▶ Records to process:

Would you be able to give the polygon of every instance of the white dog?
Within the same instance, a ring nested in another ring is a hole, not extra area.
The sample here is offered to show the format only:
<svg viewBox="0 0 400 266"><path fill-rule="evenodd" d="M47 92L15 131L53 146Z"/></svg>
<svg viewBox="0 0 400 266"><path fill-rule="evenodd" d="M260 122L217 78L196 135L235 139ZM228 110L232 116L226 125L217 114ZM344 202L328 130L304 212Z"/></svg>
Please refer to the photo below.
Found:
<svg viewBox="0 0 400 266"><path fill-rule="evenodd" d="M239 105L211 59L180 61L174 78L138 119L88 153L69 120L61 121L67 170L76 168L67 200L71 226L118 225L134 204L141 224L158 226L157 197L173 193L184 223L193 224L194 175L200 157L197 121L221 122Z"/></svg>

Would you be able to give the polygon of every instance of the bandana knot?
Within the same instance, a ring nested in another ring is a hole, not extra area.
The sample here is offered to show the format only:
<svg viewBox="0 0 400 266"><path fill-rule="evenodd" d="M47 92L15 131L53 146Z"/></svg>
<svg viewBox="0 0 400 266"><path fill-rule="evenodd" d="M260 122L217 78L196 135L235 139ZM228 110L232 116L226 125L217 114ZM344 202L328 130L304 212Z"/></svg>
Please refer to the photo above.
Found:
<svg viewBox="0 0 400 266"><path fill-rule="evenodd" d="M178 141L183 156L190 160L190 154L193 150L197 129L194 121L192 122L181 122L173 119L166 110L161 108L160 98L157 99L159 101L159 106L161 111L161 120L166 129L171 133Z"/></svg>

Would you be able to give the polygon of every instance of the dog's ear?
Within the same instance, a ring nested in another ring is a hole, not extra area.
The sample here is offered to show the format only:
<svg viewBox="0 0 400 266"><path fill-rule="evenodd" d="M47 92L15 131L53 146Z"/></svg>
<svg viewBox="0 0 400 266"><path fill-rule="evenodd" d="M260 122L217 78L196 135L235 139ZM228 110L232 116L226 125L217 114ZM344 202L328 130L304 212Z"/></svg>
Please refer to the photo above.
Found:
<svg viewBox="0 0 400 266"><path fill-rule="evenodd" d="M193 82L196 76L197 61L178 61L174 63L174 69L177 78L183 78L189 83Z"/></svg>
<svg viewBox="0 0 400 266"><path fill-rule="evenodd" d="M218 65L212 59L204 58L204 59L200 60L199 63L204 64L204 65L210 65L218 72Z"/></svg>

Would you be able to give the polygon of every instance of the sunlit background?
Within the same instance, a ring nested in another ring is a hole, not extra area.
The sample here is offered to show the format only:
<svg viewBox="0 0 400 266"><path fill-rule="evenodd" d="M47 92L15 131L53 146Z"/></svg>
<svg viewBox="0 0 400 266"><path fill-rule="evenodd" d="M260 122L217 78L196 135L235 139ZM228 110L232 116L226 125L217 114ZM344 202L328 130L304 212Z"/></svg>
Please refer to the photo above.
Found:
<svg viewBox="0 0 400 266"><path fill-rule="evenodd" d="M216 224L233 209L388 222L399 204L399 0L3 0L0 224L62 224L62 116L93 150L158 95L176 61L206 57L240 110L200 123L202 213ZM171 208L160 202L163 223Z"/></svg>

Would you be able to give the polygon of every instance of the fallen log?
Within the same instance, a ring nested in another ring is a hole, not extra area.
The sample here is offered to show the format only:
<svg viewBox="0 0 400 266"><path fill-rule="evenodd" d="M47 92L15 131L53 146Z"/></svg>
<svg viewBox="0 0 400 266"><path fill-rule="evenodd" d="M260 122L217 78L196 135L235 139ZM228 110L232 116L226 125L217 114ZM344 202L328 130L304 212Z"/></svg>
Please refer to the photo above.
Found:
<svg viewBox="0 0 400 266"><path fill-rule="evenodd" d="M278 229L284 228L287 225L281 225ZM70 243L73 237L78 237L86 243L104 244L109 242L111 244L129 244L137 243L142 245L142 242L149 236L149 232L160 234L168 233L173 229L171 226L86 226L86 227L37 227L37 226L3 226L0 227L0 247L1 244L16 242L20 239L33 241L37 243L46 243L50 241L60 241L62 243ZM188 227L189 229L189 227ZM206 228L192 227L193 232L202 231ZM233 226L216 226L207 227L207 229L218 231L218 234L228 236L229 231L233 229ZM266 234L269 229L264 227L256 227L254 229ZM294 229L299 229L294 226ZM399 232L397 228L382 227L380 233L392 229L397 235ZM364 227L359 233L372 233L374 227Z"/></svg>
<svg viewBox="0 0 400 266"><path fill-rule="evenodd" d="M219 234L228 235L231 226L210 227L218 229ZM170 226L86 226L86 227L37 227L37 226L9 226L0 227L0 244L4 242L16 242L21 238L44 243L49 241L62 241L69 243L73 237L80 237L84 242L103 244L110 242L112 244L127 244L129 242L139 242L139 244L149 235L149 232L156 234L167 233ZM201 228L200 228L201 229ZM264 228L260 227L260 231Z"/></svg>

▶ Your instructions:
Can you convert every line of the rows above into a JSON list of strings, one string per line, with blank lines left out?

▶ The reply:
[
  "Would you be able to give the polygon of every instance of the white dog?",
  "Within the same instance, a ring nested in another ring is a hole, not extra area.",
  "The sample here is offered to show the format only:",
  "<svg viewBox=\"0 0 400 266\"><path fill-rule=\"evenodd\" d=\"M47 92L15 131L53 146Z\"/></svg>",
  "<svg viewBox=\"0 0 400 266\"><path fill-rule=\"evenodd\" d=\"M260 122L217 78L196 135L235 139ZM228 110L232 116L226 125L217 114ZM344 202L328 130L304 212Z\"/></svg>",
  "Please refer to the photo below.",
  "Found:",
  "<svg viewBox=\"0 0 400 266\"><path fill-rule=\"evenodd\" d=\"M239 105L211 59L180 61L174 78L138 119L88 153L69 120L61 121L67 170L76 168L67 200L71 226L118 225L134 204L141 224L158 226L157 197L173 193L184 223L193 224L194 175L200 157L197 121L221 122Z\"/></svg>",
  "Would you be able to give the polygon of every instance of the bandana knot?",
  "Within the same instance, a ring nested in another ring is a hole, not extra area.",
  "The sample here is offered to show the format only:",
  "<svg viewBox=\"0 0 400 266\"><path fill-rule=\"evenodd\" d=\"M47 92L15 131L53 146Z\"/></svg>",
  "<svg viewBox=\"0 0 400 266\"><path fill-rule=\"evenodd\" d=\"M260 122L217 78L196 135L235 139ZM228 110L232 116L226 125L217 114ZM344 202L328 130L304 212Z\"/></svg>",
  "Please refer to the photo above.",
  "Found:",
  "<svg viewBox=\"0 0 400 266\"><path fill-rule=\"evenodd\" d=\"M178 141L183 156L190 160L190 154L193 150L197 129L194 121L192 122L181 122L173 119L166 110L161 108L160 98L157 99L159 101L159 106L161 111L161 120L166 129L171 133Z\"/></svg>",
  "Would you be able to give the polygon of every instance of the dog's ear?",
  "Within the same instance, a ring nested in another ring is a hole, not extra area.",
  "The sample here is offered to show the format only:",
  "<svg viewBox=\"0 0 400 266\"><path fill-rule=\"evenodd\" d=\"M47 92L15 131L53 146Z\"/></svg>",
  "<svg viewBox=\"0 0 400 266\"><path fill-rule=\"evenodd\" d=\"M260 122L217 78L196 135L235 139ZM228 110L232 116L226 125L217 114ZM344 202L328 130L304 212Z\"/></svg>",
  "Please refer to the photo above.",
  "Found:",
  "<svg viewBox=\"0 0 400 266\"><path fill-rule=\"evenodd\" d=\"M193 82L196 76L197 61L178 61L174 63L174 69L177 78L183 78L189 83Z\"/></svg>",
  "<svg viewBox=\"0 0 400 266\"><path fill-rule=\"evenodd\" d=\"M218 65L212 59L204 58L204 59L200 60L199 63L204 64L204 65L210 65L218 72Z\"/></svg>",
  "Would you be able to give the polygon of every instance of the sunlit background?",
  "Within the same instance, a ring nested in another ring is a hole, not extra area.",
  "The sample here is offered to show the format only:",
  "<svg viewBox=\"0 0 400 266\"><path fill-rule=\"evenodd\" d=\"M47 92L15 131L53 146Z\"/></svg>",
  "<svg viewBox=\"0 0 400 266\"><path fill-rule=\"evenodd\" d=\"M260 122L217 78L196 135L235 139ZM228 110L232 116L226 125L217 114ZM344 202L328 130L304 212Z\"/></svg>",
  "Please refer to the photo above.",
  "Found:",
  "<svg viewBox=\"0 0 400 266\"><path fill-rule=\"evenodd\" d=\"M216 224L233 209L388 222L399 204L399 0L3 0L0 224L62 224L62 116L93 150L158 95L176 61L206 57L240 110L200 123L202 213ZM171 208L160 202L163 223Z\"/></svg>",
  "Would you be able to give the polygon of every instance of the fallen log?",
  "Within the same instance, a ring nested in another ring is a hole, not extra area.",
  "The sample here is offered to show the format only:",
  "<svg viewBox=\"0 0 400 266\"><path fill-rule=\"evenodd\" d=\"M47 92L15 131L53 146Z\"/></svg>",
  "<svg viewBox=\"0 0 400 266\"><path fill-rule=\"evenodd\" d=\"M260 122L217 78L196 135L235 139ZM228 110L232 116L226 125L217 114ZM344 202L328 130L304 212Z\"/></svg>",
  "Please refer to the photo above.",
  "Found:",
  "<svg viewBox=\"0 0 400 266\"><path fill-rule=\"evenodd\" d=\"M278 229L284 228L287 225L281 225ZM70 243L73 237L78 237L86 243L104 244L109 242L111 244L129 244L137 243L142 245L142 242L149 236L149 232L160 234L168 233L173 229L171 226L86 226L86 227L37 227L37 226L3 226L0 227L0 247L1 244L16 242L20 239L33 241L37 243L46 243L50 241L60 241L62 243ZM188 227L189 229L189 227ZM206 228L192 227L193 232L202 231ZM233 226L216 226L207 227L207 229L218 231L218 234L228 236L229 231L233 229ZM266 234L269 229L264 227L256 227L254 229ZM294 229L299 229L294 226ZM399 232L397 228L382 227L380 233L392 229L397 235ZM364 227L359 233L372 233L374 227Z\"/></svg>",
  "<svg viewBox=\"0 0 400 266\"><path fill-rule=\"evenodd\" d=\"M219 234L228 235L231 226L210 227L218 229ZM170 226L86 226L86 227L37 227L37 226L9 226L0 227L0 244L4 242L16 242L21 238L44 243L49 241L62 241L69 243L73 237L80 237L84 242L103 244L110 242L112 244L127 244L129 242L139 242L139 244L149 235L149 232L156 234L167 233ZM201 228L200 228L201 229ZM264 228L260 227L260 231Z\"/></svg>"
]